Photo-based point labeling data
* * * *
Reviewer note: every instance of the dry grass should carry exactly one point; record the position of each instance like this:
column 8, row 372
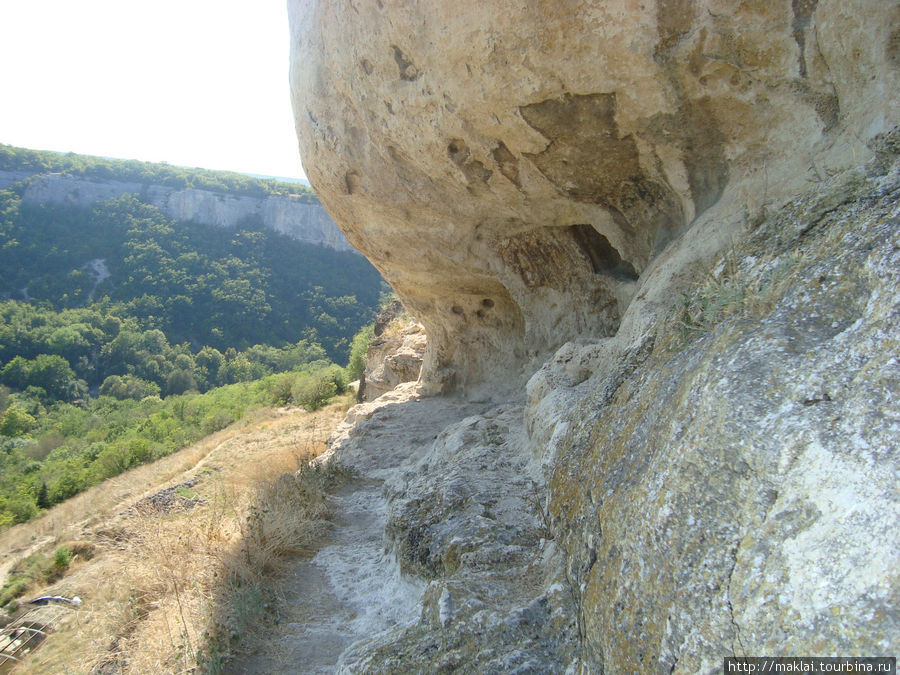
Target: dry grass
column 178, row 585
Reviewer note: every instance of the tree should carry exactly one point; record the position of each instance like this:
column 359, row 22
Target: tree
column 43, row 498
column 16, row 422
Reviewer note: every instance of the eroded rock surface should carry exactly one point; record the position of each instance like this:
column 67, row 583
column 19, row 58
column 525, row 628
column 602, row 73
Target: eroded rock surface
column 395, row 352
column 512, row 168
column 677, row 221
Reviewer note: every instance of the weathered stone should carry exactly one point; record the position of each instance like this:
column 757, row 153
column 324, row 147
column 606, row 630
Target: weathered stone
column 395, row 352
column 686, row 210
column 467, row 149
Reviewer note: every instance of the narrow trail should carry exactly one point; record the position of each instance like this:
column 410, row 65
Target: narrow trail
column 351, row 589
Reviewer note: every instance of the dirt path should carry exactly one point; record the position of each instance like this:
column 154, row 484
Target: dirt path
column 351, row 589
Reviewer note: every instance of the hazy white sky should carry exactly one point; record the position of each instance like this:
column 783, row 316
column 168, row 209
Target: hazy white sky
column 190, row 82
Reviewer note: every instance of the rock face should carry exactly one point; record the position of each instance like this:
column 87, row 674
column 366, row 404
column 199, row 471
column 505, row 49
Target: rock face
column 512, row 169
column 678, row 223
column 395, row 352
column 300, row 220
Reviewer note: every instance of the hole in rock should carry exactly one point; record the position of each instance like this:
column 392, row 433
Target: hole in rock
column 603, row 256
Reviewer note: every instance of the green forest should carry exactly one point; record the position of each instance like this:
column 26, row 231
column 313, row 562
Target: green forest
column 125, row 336
column 101, row 168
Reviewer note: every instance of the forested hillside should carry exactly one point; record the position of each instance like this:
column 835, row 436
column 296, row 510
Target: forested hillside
column 86, row 166
column 201, row 284
column 125, row 335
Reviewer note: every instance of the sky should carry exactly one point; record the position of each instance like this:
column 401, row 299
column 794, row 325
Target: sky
column 198, row 83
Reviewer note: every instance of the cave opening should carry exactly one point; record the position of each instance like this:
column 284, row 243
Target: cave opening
column 603, row 256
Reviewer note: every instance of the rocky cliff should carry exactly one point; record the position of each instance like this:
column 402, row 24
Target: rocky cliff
column 677, row 223
column 307, row 222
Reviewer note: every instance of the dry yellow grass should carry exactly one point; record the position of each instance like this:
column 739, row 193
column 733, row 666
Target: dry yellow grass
column 182, row 583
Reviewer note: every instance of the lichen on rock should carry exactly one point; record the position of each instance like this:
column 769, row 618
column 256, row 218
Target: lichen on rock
column 654, row 248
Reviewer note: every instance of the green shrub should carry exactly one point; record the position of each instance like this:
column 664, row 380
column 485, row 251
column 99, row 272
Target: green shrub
column 313, row 390
column 358, row 350
column 16, row 422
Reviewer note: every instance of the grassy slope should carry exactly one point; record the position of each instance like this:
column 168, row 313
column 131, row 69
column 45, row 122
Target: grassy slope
column 166, row 591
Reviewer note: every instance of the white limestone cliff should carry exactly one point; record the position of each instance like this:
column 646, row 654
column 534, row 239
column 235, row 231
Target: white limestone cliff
column 677, row 222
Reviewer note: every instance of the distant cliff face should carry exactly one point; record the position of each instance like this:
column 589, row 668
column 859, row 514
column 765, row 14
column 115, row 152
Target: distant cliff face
column 302, row 221
column 678, row 219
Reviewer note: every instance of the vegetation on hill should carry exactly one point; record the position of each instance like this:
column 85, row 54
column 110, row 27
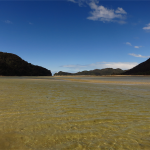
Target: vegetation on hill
column 97, row 72
column 13, row 65
column 141, row 69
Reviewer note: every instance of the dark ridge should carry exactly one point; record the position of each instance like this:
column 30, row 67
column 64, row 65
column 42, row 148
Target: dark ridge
column 97, row 72
column 141, row 69
column 13, row 65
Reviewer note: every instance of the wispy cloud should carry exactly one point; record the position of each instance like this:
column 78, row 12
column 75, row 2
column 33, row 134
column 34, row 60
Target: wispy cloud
column 8, row 21
column 101, row 65
column 101, row 13
column 138, row 55
column 128, row 43
column 147, row 28
column 137, row 46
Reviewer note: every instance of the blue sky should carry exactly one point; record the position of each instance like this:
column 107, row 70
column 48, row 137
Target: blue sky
column 76, row 35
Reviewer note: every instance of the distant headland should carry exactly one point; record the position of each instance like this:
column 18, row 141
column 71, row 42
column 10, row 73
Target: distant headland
column 13, row 65
column 96, row 72
column 141, row 69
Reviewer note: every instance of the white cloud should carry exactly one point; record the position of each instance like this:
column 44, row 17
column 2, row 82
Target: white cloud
column 101, row 13
column 8, row 21
column 128, row 43
column 120, row 11
column 137, row 46
column 138, row 55
column 147, row 28
column 104, row 14
column 101, row 65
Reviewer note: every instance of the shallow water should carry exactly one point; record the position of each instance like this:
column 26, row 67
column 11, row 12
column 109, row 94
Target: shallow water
column 44, row 114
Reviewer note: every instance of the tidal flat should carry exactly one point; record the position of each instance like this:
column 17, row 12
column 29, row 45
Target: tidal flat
column 74, row 113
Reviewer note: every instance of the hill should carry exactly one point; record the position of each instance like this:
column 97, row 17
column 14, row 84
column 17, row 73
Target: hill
column 13, row 65
column 141, row 69
column 97, row 72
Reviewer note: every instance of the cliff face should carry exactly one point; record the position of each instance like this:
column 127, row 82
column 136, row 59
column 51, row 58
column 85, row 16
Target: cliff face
column 106, row 71
column 13, row 65
column 141, row 69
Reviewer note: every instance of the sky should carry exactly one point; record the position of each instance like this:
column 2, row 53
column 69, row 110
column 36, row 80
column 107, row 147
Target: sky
column 76, row 35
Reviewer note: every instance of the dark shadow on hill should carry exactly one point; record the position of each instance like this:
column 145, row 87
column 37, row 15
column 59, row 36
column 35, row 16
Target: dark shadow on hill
column 13, row 65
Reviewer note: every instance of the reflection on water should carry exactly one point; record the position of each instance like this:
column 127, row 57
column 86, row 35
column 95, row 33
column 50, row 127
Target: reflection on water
column 48, row 114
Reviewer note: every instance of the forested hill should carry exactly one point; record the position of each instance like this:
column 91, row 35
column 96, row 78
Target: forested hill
column 106, row 71
column 13, row 65
column 141, row 69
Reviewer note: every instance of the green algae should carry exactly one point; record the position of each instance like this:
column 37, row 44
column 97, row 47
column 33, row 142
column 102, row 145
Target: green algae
column 52, row 114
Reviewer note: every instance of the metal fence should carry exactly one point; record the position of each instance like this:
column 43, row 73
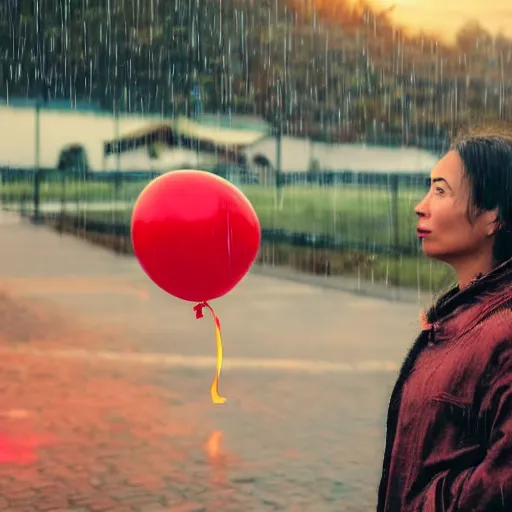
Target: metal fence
column 364, row 212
* * * *
Recast every line of the entries above as a JSON list of strings, one string per line and no blank lines. Leave the pictures out.

[
  "Reviewer note: every instance of the dry grass should carry exactly one point; record the position of each instance like this:",
  "column 8, row 372",
  "Target: dry grass",
  "column 178, row 585",
  "Reviewer note: every instance of the tree should carry exactly one point; record the position of each instance like this:",
  "column 359, row 22",
  "Target: tree",
  "column 43, row 498",
  "column 16, row 422",
  "Reviewer note: every instance of the eroded rock surface should carry exactly one point; record the position of each instance like this:",
  "column 67, row 583",
  "column 19, row 58",
  "column 525, row 628",
  "column 602, row 73",
  "Target: eroded rock surface",
  "column 395, row 352",
  "column 512, row 168",
  "column 677, row 221",
  "Reviewer note: every instance of the weathered stone should carry exactly one point; record the position of each instance like this:",
  "column 757, row 153",
  "column 324, row 147",
  "column 606, row 630",
  "Target: weathered stone",
  "column 395, row 352",
  "column 686, row 210",
  "column 467, row 149",
  "Reviewer note: every instance of the narrow trail should carry exactly one point; record the position of each instance like this:",
  "column 410, row 65",
  "Target: narrow trail",
  "column 351, row 589",
  "Reviewer note: every instance of the dirt path should carry exactly one point; record the position of each instance like this:",
  "column 154, row 484",
  "Target: dirt path",
  "column 351, row 589",
  "Reviewer note: every instance of the hazy white sky should carry exactly one point; record the position of each instance like this:",
  "column 783, row 316",
  "column 168, row 209",
  "Target: hazy white sky",
  "column 190, row 82",
  "Reviewer note: every instance of the rock face should carry exactly one point; record the position of each instance like this:",
  "column 87, row 674",
  "column 366, row 404",
  "column 199, row 471",
  "column 505, row 49",
  "Target: rock face",
  "column 512, row 169",
  "column 678, row 223",
  "column 395, row 352",
  "column 300, row 220",
  "Reviewer note: every instance of the hole in rock should carry exactly one point; record the position of each instance like this:",
  "column 392, row 433",
  "Target: hole in rock",
  "column 603, row 256",
  "Reviewer note: every instance of the green forest should carry exactly one point; record the position of each instance like this:",
  "column 26, row 231",
  "column 313, row 562",
  "Target: green forest",
  "column 125, row 336",
  "column 101, row 168",
  "Reviewer note: every instance of the forested hillside should carry exactly one point; record the position of each instance like this:",
  "column 835, row 436",
  "column 296, row 510",
  "Target: forested hillside",
  "column 86, row 166",
  "column 201, row 284",
  "column 125, row 335",
  "Reviewer note: every instance of the sky should carry exactly one point; record the position of each instance like this:",
  "column 401, row 299",
  "column 794, row 325",
  "Target: sky",
  "column 198, row 83",
  "Reviewer note: every instance of the cave opening should carry exactly one point; record the position of each instance like this:",
  "column 284, row 243",
  "Target: cave opening",
  "column 603, row 256",
  "Reviewer note: every instance of the rocky cliff should carry exactly one point; record the position of each instance like this:",
  "column 402, row 24",
  "Target: rocky cliff",
  "column 677, row 223",
  "column 307, row 222",
  "Reviewer note: every instance of the dry yellow grass should carry exactly one point; record the position of each instance like this:",
  "column 739, row 193",
  "column 733, row 666",
  "Target: dry yellow grass",
  "column 182, row 583",
  "Reviewer note: every instance of the lichen on rock should carry exactly one point; record the position of each instance like this:",
  "column 769, row 618",
  "column 256, row 218",
  "Target: lichen on rock",
  "column 654, row 248",
  "Reviewer note: every instance of the green shrub should carry exactly one point; record the position of each instance like this:",
  "column 664, row 380",
  "column 485, row 251",
  "column 99, row 272",
  "Target: green shrub",
  "column 313, row 390",
  "column 358, row 350",
  "column 16, row 422",
  "Reviewer note: every instance of the grassy slope should carry exactly one point; record the position of each instance like this:",
  "column 168, row 313",
  "column 131, row 69",
  "column 45, row 122",
  "Target: grassy slope",
  "column 166, row 591",
  "Reviewer note: every instance of the white limestone cliff should carry exactly one point; record the position of each instance like this:",
  "column 646, row 654",
  "column 534, row 239",
  "column 235, row 231",
  "Target: white limestone cliff",
  "column 677, row 222",
  "Reviewer note: every instance of the distant cliff face should carry exactly one point; record the position of each instance like this:",
  "column 589, row 668",
  "column 859, row 514",
  "column 765, row 14",
  "column 115, row 152",
  "Target: distant cliff face",
  "column 302, row 221",
  "column 678, row 219",
  "Reviewer note: every instance of the vegetation on hill should carry exactly one point; record the position of each instance like this:",
  "column 85, row 54",
  "column 110, row 27",
  "Target: vegetation on hill",
  "column 97, row 72",
  "column 13, row 65",
  "column 141, row 69",
  "Reviewer note: every instance of the dark ridge should carry exactly one point; record the position of each instance like this:",
  "column 30, row 67",
  "column 64, row 65",
  "column 42, row 148",
  "Target: dark ridge",
  "column 97, row 72",
  "column 141, row 69",
  "column 13, row 65",
  "Reviewer note: every instance of the wispy cloud should carry exactly one point; record the position of each instance like this:",
  "column 78, row 12",
  "column 75, row 2",
  "column 33, row 134",
  "column 34, row 60",
  "Target: wispy cloud",
  "column 8, row 21",
  "column 101, row 65",
  "column 101, row 13",
  "column 138, row 55",
  "column 128, row 43",
  "column 147, row 28",
  "column 137, row 46",
  "Reviewer note: every instance of the blue sky should carry exactly one point; record the position of each instance like this:",
  "column 107, row 70",
  "column 48, row 137",
  "Target: blue sky",
  "column 76, row 35",
  "Reviewer note: every instance of the distant headland should carry exactly one point; record the position of each instance like this:",
  "column 18, row 141",
  "column 71, row 42",
  "column 10, row 73",
  "Target: distant headland",
  "column 13, row 65",
  "column 96, row 72",
  "column 141, row 69",
  "Reviewer note: every instance of the white cloud should carry exactly one point; record the position of each instance like this:",
  "column 44, row 17",
  "column 2, row 82",
  "Target: white cloud",
  "column 101, row 13",
  "column 8, row 21",
  "column 128, row 43",
  "column 120, row 11",
  "column 137, row 46",
  "column 138, row 55",
  "column 147, row 28",
  "column 104, row 14",
  "column 101, row 65",
  "Reviewer note: every instance of the shallow water should carry exactly one point; record the position of each instance like this:",
  "column 26, row 67",
  "column 11, row 12",
  "column 109, row 94",
  "Target: shallow water",
  "column 44, row 114",
  "Reviewer note: every instance of the tidal flat should carry exactly one point; record the position of each instance like this:",
  "column 17, row 12",
  "column 29, row 45",
  "Target: tidal flat",
  "column 74, row 113",
  "Reviewer note: every instance of the hill should carry exactly one point; record the position of each instance like this:",
  "column 97, row 17",
  "column 14, row 84",
  "column 17, row 73",
  "Target: hill",
  "column 13, row 65",
  "column 141, row 69",
  "column 97, row 72",
  "Reviewer note: every instance of the cliff face should carry exactly one point; record the position of each instance like this:",
  "column 127, row 82",
  "column 136, row 59",
  "column 51, row 58",
  "column 85, row 16",
  "Target: cliff face",
  "column 106, row 71",
  "column 13, row 65",
  "column 141, row 69",
  "Reviewer note: every instance of the sky should carry exactly one point; record the position of each instance like this:",
  "column 2, row 53",
  "column 69, row 110",
  "column 36, row 80",
  "column 107, row 147",
  "Target: sky",
  "column 76, row 35",
  "Reviewer note: every instance of the dark shadow on hill should carry exactly one point; record the position of each instance like this:",
  "column 145, row 87",
  "column 37, row 15",
  "column 59, row 36",
  "column 35, row 16",
  "Target: dark shadow on hill",
  "column 13, row 65",
  "Reviewer note: every instance of the reflection on water should carry exactly one point; record the position of each instance like this:",
  "column 127, row 57",
  "column 86, row 35",
  "column 95, row 33",
  "column 50, row 127",
  "Target: reflection on water",
  "column 48, row 114",
  "Reviewer note: every instance of the forested hill should carry exactly one point; record the position of each instance like this:",
  "column 91, row 35",
  "column 96, row 78",
  "Target: forested hill",
  "column 106, row 71",
  "column 13, row 65",
  "column 141, row 69",
  "Reviewer note: every instance of the green algae should carry exactly one point; record the position of each instance like this:",
  "column 37, row 44",
  "column 97, row 47",
  "column 33, row 142",
  "column 102, row 145",
  "Target: green algae",
  "column 52, row 114",
  "Reviewer note: every instance of the metal fence should carry exactly one point; record the position of each instance like this:",
  "column 43, row 73",
  "Target: metal fence",
  "column 364, row 212"
]